Le titre IV modernise les règles de discussion en séance publique.
Des évolutions substantielles avaient déjà été mises en oeuvre en 2015 à la suite des préconisations formulées par le groupe de réflexion sur les méthodes de travail du Sénat dont MM. Alain RICHARD et Roger KAROUTCHI étaient rapporteurs. Les propositions qui ont émergé en 2021 s'inscrivent dans la continuité de ces travaux, notamment en encourageant le recours plus fréquent à la législation en commission et l'adaptation de l'organisation de la discussion de la loi de finances, qui pourrait passer par une expérimentation décidée par la Conférence des Présidents.

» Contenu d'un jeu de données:
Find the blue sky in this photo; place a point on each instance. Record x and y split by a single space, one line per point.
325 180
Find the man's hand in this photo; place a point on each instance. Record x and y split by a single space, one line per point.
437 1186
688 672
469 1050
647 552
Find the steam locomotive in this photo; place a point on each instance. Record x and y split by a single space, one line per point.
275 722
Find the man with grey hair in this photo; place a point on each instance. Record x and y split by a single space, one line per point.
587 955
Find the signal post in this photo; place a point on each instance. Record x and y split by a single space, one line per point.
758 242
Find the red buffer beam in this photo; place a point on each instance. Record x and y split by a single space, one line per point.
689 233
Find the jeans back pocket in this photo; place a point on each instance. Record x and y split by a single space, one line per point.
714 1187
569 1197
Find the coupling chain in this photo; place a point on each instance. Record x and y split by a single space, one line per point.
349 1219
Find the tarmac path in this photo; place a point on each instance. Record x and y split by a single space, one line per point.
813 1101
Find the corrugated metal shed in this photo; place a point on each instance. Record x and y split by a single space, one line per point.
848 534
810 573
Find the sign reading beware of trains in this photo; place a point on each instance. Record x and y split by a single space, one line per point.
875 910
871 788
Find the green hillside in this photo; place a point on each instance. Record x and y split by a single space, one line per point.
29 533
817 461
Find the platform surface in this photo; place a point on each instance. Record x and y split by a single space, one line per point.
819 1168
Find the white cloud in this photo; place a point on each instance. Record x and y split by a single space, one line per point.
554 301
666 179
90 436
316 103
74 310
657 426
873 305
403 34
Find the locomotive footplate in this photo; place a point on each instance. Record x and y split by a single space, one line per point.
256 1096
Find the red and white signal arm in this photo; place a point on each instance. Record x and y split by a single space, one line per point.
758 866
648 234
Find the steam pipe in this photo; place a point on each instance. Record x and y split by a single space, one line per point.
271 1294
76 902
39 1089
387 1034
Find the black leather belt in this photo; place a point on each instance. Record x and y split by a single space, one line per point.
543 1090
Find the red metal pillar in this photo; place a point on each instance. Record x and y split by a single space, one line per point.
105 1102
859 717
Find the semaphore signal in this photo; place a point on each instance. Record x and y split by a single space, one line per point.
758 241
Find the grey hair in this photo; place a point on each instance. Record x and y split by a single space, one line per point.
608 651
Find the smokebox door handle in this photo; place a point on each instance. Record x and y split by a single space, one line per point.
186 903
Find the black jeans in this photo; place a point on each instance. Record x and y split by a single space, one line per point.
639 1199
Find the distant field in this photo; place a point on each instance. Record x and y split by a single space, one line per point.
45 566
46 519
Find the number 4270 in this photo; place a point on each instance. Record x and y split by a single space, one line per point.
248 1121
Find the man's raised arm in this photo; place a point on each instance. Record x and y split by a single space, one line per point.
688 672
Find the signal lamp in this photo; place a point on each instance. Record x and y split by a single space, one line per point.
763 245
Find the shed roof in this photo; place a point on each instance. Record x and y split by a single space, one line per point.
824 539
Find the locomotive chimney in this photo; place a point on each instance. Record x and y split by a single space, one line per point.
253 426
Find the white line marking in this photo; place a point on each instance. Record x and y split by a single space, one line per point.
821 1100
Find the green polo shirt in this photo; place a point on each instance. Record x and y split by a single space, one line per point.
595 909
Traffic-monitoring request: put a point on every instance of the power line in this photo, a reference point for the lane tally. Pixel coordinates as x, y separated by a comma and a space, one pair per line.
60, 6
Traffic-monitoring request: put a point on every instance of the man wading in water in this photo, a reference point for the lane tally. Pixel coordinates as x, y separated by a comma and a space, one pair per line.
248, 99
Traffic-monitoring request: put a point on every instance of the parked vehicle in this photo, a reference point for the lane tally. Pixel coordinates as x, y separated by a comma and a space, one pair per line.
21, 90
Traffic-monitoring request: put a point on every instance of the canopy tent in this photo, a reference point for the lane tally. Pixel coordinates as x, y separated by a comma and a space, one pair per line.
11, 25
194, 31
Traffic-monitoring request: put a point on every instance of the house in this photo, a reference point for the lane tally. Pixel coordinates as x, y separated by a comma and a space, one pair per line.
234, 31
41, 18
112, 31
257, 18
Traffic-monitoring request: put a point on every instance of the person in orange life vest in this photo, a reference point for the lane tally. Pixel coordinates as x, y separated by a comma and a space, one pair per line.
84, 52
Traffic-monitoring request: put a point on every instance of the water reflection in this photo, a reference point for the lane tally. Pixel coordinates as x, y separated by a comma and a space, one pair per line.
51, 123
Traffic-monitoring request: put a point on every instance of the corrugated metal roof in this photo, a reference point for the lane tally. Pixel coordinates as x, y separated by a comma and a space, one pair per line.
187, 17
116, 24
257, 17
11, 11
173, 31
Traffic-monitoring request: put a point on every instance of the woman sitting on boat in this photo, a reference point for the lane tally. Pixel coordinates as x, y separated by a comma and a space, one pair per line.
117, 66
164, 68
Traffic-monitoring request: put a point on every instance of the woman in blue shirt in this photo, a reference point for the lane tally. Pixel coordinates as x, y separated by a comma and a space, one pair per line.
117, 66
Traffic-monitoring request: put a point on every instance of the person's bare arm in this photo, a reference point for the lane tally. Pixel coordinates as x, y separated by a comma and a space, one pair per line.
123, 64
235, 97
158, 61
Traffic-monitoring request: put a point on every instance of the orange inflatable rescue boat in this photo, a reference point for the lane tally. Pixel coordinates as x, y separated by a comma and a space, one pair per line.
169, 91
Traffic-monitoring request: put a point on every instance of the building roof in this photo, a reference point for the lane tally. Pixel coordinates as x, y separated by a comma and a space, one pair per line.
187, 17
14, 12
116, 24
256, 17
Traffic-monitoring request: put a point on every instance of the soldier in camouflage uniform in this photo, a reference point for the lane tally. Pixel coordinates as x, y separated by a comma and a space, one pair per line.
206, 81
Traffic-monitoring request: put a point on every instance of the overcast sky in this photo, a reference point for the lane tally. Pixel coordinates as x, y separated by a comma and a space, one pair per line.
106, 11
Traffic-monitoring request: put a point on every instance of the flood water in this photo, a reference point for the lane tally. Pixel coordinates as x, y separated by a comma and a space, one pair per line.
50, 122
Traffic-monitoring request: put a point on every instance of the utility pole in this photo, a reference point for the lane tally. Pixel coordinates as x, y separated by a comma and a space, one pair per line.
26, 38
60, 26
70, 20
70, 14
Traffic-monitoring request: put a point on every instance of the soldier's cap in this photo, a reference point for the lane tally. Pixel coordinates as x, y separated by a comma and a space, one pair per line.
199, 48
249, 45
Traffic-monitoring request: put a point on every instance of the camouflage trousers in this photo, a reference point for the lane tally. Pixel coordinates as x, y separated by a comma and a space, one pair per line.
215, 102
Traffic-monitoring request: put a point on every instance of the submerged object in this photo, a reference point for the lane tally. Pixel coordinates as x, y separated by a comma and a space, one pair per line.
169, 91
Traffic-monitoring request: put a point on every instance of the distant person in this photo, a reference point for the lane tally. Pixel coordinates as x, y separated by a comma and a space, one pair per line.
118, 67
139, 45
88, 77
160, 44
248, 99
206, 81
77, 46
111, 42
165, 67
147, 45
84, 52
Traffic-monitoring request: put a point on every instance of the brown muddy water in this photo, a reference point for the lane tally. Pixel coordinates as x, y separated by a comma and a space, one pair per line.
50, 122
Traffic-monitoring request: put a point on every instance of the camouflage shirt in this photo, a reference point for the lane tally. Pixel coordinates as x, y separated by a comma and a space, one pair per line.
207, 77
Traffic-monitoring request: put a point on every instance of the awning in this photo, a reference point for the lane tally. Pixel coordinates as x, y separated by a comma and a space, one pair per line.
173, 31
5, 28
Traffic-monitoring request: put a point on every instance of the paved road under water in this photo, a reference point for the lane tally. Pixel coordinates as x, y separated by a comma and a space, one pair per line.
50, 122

» Consigne:
Pouvez-vous reproduire mot pour mot le passage de l'extrait qui va de « Des évolutions substantielles » à « Conférence des Présidents. » ? Ne vous servez que de l'extrait.

» Votre réponse:
Des évolutions substantielles avaient déjà été mises en oeuvre en 2015 à la suite des préconisations formulées par le groupe de réflexion sur les méthodes de travail du Sénat dont MM. Alain RICHARD et Roger KAROUTCHI étaient rapporteurs. Les propositions qui ont émergé en 2021 s'inscrivent dans la continuité de ces travaux, notamment en encourageant le recours plus fréquent à la législation en commission et l'adaptation de l'organisation de la discussion de la loi de finances, qui pourrait passer par une expérimentation décidée par la Conférence des Présidents.